# DIRECTIONS
What is the number of lines in the listing that contain "house"? Give that number only.

(ENTRIES SHOWN Opens)

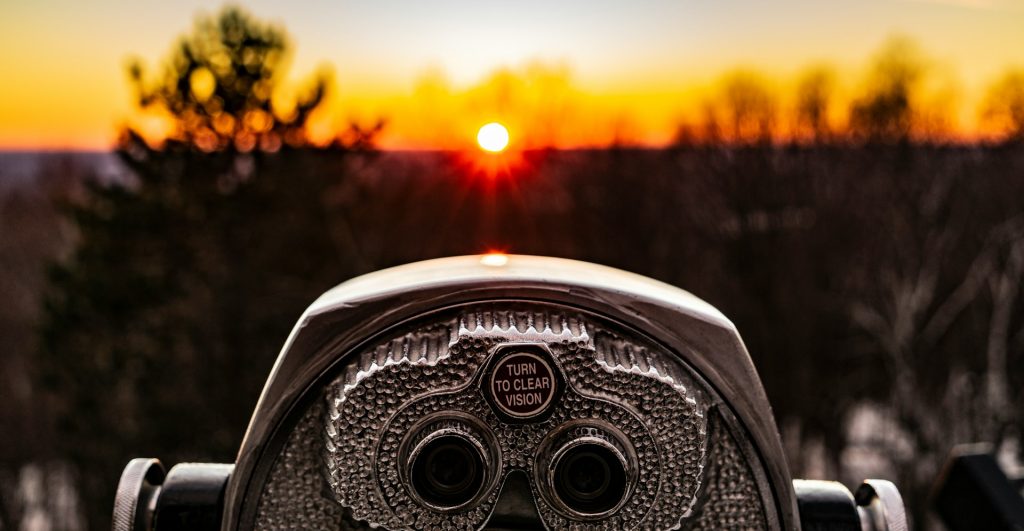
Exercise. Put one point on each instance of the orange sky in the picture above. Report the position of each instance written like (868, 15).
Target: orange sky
(580, 73)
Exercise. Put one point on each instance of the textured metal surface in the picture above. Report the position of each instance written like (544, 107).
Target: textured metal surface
(137, 488)
(352, 319)
(344, 456)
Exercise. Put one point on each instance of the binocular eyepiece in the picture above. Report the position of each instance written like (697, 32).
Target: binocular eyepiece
(525, 393)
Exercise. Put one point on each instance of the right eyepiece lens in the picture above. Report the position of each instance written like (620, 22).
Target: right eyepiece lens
(590, 479)
(448, 472)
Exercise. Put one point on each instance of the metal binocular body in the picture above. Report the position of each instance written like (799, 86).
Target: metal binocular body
(506, 392)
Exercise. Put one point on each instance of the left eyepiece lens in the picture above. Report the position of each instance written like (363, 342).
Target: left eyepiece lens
(448, 471)
(449, 461)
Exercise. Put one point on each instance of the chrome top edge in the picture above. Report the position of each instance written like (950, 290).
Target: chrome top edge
(344, 318)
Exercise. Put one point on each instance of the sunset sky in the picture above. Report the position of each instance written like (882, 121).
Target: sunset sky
(632, 69)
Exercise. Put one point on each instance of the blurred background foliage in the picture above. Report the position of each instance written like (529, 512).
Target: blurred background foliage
(871, 260)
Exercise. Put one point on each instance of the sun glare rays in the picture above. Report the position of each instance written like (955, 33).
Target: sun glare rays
(493, 137)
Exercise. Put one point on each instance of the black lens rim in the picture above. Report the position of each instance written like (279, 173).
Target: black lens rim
(436, 492)
(613, 486)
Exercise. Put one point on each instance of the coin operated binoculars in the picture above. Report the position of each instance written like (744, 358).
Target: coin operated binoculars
(505, 392)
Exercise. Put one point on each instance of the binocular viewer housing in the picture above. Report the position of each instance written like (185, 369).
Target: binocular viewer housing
(506, 392)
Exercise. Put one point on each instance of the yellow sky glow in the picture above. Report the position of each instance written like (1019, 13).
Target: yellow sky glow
(601, 71)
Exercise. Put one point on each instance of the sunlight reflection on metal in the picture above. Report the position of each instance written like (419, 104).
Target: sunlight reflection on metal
(495, 259)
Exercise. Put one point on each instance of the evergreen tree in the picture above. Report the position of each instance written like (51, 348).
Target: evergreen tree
(162, 325)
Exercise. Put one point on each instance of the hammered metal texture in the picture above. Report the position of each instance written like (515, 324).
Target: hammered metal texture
(613, 377)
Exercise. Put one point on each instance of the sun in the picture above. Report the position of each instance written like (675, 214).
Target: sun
(493, 137)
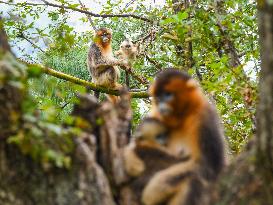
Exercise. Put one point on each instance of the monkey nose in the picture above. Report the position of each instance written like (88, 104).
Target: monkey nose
(105, 39)
(164, 109)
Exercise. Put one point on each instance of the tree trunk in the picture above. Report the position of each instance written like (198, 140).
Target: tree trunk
(265, 108)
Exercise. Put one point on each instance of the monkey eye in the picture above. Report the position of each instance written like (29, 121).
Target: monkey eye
(166, 96)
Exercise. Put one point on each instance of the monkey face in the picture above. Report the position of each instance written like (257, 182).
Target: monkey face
(104, 35)
(174, 94)
(127, 45)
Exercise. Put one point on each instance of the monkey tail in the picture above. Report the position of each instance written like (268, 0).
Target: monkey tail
(97, 94)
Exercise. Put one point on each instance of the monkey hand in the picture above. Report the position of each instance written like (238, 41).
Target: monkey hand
(166, 182)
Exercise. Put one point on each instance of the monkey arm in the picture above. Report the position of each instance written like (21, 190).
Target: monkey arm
(167, 182)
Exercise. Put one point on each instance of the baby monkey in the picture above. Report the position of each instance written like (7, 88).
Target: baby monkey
(128, 52)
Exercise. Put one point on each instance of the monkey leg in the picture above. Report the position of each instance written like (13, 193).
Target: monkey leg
(166, 183)
(134, 166)
(97, 94)
(112, 98)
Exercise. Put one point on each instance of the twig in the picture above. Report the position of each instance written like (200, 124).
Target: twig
(157, 65)
(140, 79)
(88, 16)
(129, 3)
(31, 42)
(84, 83)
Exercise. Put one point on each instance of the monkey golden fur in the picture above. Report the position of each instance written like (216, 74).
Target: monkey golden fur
(145, 156)
(193, 127)
(193, 130)
(101, 63)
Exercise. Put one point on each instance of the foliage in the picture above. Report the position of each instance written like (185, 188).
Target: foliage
(197, 38)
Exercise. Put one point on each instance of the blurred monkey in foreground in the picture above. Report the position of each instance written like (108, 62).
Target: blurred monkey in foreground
(101, 62)
(193, 131)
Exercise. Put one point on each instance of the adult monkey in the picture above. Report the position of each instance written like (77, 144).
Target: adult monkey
(101, 63)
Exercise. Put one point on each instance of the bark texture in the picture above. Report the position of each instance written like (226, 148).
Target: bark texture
(265, 109)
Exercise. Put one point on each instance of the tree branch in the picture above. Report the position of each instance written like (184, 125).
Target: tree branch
(140, 79)
(88, 16)
(90, 85)
(97, 15)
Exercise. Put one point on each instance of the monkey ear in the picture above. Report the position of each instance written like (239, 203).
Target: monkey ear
(191, 84)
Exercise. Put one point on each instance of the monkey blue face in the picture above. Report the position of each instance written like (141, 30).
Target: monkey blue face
(163, 101)
(173, 93)
(105, 35)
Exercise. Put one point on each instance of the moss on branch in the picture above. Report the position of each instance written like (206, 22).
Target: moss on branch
(90, 85)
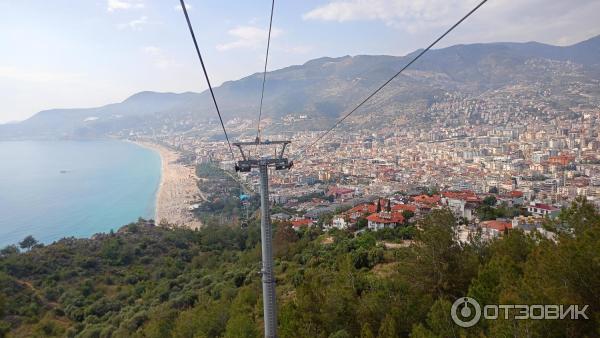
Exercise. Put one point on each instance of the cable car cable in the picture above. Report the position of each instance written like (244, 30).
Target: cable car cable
(303, 149)
(187, 18)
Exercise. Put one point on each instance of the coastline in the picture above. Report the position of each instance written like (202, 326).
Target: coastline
(177, 190)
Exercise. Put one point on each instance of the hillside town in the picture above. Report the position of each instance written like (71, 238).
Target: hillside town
(501, 161)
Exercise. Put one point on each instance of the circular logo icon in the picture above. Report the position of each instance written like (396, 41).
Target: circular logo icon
(463, 309)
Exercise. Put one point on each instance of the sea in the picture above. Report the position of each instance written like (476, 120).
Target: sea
(56, 189)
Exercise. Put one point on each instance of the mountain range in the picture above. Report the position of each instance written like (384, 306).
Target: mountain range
(325, 88)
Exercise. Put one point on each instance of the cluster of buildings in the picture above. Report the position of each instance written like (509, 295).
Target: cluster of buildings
(515, 144)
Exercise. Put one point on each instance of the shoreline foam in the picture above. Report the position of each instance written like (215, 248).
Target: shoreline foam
(177, 189)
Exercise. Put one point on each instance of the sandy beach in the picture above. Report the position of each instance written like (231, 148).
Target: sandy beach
(177, 191)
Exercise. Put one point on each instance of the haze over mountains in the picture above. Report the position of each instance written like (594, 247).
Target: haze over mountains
(325, 88)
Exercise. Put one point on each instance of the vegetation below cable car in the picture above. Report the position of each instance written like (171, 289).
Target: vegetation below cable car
(146, 281)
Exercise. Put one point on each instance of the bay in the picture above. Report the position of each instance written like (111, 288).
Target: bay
(56, 189)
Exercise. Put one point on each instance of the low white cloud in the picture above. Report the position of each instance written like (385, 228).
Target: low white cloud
(159, 58)
(389, 11)
(39, 76)
(135, 24)
(550, 21)
(248, 37)
(114, 5)
(179, 8)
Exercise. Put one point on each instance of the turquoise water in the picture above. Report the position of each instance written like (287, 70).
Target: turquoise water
(106, 184)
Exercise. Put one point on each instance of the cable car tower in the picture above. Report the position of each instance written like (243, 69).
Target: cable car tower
(263, 163)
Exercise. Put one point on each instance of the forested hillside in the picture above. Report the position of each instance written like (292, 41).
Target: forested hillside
(146, 281)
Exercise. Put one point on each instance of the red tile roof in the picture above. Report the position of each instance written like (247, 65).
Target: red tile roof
(498, 225)
(427, 199)
(402, 207)
(365, 208)
(386, 217)
(300, 223)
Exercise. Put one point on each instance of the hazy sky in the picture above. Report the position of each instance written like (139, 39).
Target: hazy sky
(81, 53)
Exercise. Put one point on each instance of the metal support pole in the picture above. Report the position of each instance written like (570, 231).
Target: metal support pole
(268, 278)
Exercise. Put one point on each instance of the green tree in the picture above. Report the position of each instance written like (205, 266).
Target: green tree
(28, 242)
(387, 329)
(366, 331)
(241, 326)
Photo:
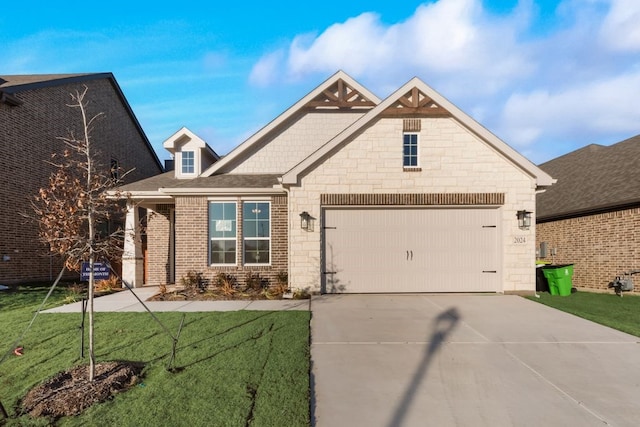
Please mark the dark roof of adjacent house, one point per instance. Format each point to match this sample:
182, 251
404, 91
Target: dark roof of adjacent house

(ENTRIES SHOWN Closes)

# COMPLETED TASK
2